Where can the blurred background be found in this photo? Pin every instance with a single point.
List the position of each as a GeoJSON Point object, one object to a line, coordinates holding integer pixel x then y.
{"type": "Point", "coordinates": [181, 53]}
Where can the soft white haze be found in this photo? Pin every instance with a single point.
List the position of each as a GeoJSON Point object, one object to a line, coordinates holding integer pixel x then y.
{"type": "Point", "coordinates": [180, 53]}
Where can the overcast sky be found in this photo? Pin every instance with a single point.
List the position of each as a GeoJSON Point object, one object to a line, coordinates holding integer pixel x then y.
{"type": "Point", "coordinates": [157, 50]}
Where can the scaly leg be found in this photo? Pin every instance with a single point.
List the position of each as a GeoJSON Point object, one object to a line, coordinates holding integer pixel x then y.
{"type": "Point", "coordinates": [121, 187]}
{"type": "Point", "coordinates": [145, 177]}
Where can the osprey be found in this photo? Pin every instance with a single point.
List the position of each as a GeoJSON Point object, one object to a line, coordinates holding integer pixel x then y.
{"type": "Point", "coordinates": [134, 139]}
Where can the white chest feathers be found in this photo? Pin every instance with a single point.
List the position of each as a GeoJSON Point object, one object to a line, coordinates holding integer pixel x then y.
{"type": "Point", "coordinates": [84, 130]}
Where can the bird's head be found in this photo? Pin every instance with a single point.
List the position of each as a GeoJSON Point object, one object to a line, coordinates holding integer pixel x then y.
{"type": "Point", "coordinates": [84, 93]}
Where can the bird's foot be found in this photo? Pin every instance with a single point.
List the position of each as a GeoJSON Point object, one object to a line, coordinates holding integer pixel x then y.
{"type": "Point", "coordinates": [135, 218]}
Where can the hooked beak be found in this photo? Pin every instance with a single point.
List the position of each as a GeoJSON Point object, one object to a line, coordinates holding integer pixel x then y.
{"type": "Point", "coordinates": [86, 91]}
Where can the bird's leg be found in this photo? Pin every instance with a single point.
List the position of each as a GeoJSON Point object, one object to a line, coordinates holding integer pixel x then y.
* * *
• EXERCISE DIRECTIONS: Rewrite all the items above as a numbered list, one line per number, skipping any blank lines.

• EXERCISE SOLUTION:
1. Where can the blurred background be found in this photo? Pin every instance with a single point.
2. List the position of each as a GeoJSON Point object, one object to a line, coordinates holding integer pixel x then y.
3. {"type": "Point", "coordinates": [181, 53]}
4. Where can the soft white haze be found in this photo? Pin every instance with a single point.
5. List the position of each as a GeoJSON Point object, one object to a line, coordinates holding integer pixel x then y.
6. {"type": "Point", "coordinates": [180, 53]}
7. Where can the overcast sky be found in this photo? Pin every instance with a single point.
8. List the position of each as a GeoJSON Point object, one object to a line, coordinates holding integer pixel x then y.
9. {"type": "Point", "coordinates": [157, 50]}
10. Where can the scaly leg be found in this photo? Pin every instance with a single point.
11. List the position of each as a GeoJSON Point object, one object to a line, coordinates holding integer pixel x then y.
12. {"type": "Point", "coordinates": [121, 187]}
13. {"type": "Point", "coordinates": [145, 177]}
14. Where can the osprey be found in this photo? Pin every instance with a single point.
15. List the position of each as a GeoJSON Point object, one object to a line, coordinates holding integer pixel x then y.
16. {"type": "Point", "coordinates": [134, 139]}
17. Where can the white chest feathers be found in this photo? Pin every instance with a single point.
18. List the position of each as a GeoJSON Point object, one object to a line, coordinates holding integer pixel x then y.
19. {"type": "Point", "coordinates": [84, 130]}
20. Where can the bird's head be found in this photo? Pin every instance with a single point.
21. List the position of each as a GeoJSON Point object, one object to a line, coordinates holding integer pixel x then y.
22. {"type": "Point", "coordinates": [84, 93]}
23. Where can the bird's foot be found in this photo? Pin every instance with a single point.
24. List the position of each as a GeoJSON Point object, one object to a line, coordinates holding integer pixel x then y.
25. {"type": "Point", "coordinates": [135, 218]}
26. Where can the hooked beak be found in this photo? Pin every instance with a single point.
27. List the position of each as a GeoJSON Point object, one object to a line, coordinates holding integer pixel x then y.
28. {"type": "Point", "coordinates": [86, 91]}
29. Where can the bird's leg be found in this photo? Pin every instance with a single point.
30. List the position of each as a GeoJSON Point object, one object to a line, coordinates holding integer pixel x then y.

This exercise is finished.